• [PROBLEM DESCRIPTION]: Once you have found the line with "of the sunglasses" in the records below, retype it and every line after it to the end exactly, with no pictures and nothing more.

• [Data extracted from a collection]:
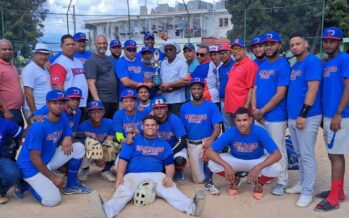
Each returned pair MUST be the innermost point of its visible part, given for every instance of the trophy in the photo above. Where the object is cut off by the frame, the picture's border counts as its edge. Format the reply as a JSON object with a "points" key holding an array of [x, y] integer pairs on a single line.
{"points": [[156, 64]]}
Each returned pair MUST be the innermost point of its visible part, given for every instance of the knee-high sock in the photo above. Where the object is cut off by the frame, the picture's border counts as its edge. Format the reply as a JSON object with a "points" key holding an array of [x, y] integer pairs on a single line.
{"points": [[73, 168]]}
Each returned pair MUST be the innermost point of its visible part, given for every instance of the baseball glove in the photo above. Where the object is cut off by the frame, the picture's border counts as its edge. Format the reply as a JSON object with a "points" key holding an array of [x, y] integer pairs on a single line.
{"points": [[108, 151], [94, 149]]}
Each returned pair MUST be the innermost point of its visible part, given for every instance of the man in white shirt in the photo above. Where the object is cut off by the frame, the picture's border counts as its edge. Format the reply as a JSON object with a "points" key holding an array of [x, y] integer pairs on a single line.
{"points": [[174, 75], [36, 80]]}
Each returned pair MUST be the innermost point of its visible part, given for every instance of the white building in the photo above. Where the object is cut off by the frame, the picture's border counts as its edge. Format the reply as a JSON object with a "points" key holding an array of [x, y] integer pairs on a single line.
{"points": [[205, 20]]}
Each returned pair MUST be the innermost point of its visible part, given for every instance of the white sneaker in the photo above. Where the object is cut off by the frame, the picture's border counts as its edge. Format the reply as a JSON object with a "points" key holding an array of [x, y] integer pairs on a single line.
{"points": [[199, 201], [296, 189], [107, 175], [304, 201], [83, 174]]}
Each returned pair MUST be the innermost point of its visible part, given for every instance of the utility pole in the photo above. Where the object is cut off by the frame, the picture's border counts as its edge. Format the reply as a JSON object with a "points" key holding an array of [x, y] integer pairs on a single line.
{"points": [[68, 16], [2, 23], [74, 19]]}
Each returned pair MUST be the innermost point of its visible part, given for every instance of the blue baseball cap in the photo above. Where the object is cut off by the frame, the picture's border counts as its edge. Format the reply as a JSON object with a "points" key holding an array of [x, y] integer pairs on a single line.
{"points": [[80, 37], [92, 105], [115, 42], [332, 33], [147, 35], [272, 36], [257, 40], [197, 80], [73, 92], [159, 101], [189, 46], [147, 48], [129, 93], [238, 41], [130, 44], [55, 95]]}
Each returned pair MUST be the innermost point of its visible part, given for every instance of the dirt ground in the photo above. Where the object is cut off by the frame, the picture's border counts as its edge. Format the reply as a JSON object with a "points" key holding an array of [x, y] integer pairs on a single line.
{"points": [[242, 205]]}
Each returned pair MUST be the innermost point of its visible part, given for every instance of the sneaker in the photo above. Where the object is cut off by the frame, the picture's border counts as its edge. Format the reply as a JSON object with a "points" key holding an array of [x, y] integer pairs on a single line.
{"points": [[3, 199], [304, 200], [296, 189], [209, 186], [199, 201], [234, 187], [279, 190], [179, 176], [83, 174], [324, 194], [258, 191], [77, 189], [107, 175]]}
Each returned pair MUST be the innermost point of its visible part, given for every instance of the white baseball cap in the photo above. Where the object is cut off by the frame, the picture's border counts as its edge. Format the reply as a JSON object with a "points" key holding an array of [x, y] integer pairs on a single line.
{"points": [[41, 48]]}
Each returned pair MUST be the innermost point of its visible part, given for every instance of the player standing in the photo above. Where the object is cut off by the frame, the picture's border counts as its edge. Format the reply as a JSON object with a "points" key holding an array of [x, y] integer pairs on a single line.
{"points": [[202, 121], [335, 108]]}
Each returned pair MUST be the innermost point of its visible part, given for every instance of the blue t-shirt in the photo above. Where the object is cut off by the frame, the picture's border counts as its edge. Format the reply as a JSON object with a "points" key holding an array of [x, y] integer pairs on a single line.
{"points": [[81, 56], [126, 68], [73, 119], [223, 71], [171, 130], [148, 73], [336, 70], [259, 62], [269, 77], [199, 120], [102, 132], [146, 155], [44, 137], [127, 123], [246, 147], [8, 129], [309, 69]]}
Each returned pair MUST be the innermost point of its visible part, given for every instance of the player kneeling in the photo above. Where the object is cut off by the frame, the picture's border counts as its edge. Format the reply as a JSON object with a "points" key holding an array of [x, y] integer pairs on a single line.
{"points": [[247, 143], [97, 133], [40, 154], [144, 160]]}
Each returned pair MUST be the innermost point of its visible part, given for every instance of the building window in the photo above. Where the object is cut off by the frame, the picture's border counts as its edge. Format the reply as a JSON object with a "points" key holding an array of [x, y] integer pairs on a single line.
{"points": [[223, 22]]}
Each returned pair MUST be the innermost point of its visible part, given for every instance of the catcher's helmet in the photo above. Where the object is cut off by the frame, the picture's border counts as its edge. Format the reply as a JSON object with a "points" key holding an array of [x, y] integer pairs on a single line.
{"points": [[145, 194]]}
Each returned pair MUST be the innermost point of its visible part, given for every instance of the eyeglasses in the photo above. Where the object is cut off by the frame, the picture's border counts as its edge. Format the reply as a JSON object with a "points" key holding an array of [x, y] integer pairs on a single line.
{"points": [[131, 49], [169, 49], [200, 54]]}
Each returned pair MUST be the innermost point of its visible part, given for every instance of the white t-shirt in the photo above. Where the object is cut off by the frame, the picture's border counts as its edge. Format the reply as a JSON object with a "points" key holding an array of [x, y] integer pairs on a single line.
{"points": [[38, 79], [75, 76], [170, 72]]}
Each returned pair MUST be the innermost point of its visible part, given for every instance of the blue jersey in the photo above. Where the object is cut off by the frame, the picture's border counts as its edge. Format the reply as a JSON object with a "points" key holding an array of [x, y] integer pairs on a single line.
{"points": [[269, 77], [148, 73], [73, 119], [199, 120], [102, 132], [146, 155], [336, 70], [223, 71], [44, 137], [259, 62], [246, 147], [8, 129], [126, 68], [127, 123], [81, 56], [171, 130], [309, 69]]}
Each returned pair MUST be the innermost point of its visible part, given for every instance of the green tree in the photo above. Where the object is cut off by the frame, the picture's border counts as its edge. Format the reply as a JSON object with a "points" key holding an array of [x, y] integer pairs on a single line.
{"points": [[23, 22]]}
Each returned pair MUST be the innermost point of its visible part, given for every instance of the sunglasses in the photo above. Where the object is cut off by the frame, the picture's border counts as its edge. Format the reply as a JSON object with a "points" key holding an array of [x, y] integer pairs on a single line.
{"points": [[131, 49], [169, 49], [200, 55]]}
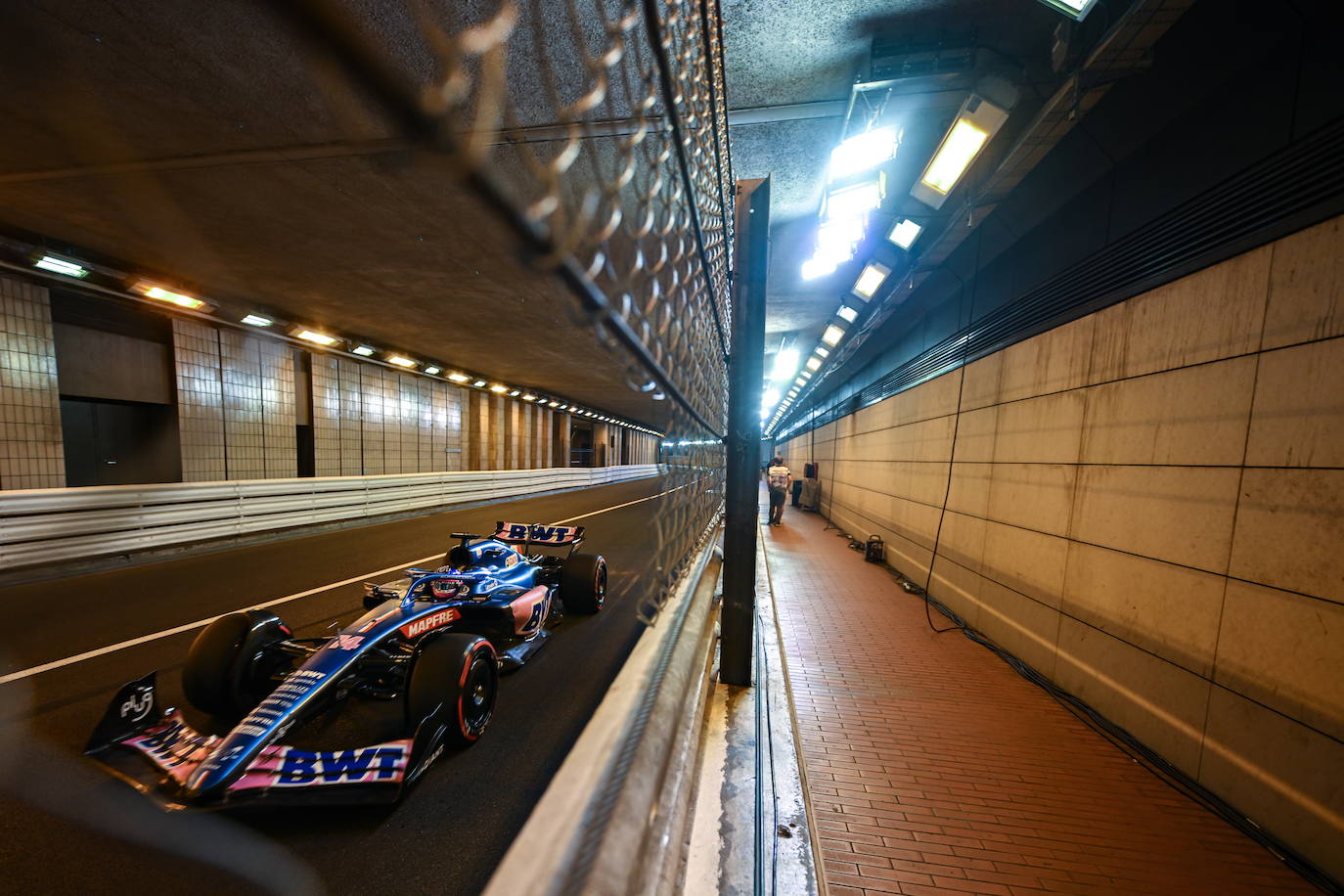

• [ANSWER]:
Each returned pair MUST be the innermost point of its visible part, given for every instance of the sunglasses in the photo above. Where the object is cut off by the frame, the picture's border counts as its edge. Format the reply as a JSON object with a "points" key holding an array of [x, y] integer pairs on a single line.
{"points": [[131, 49], [169, 49], [200, 55]]}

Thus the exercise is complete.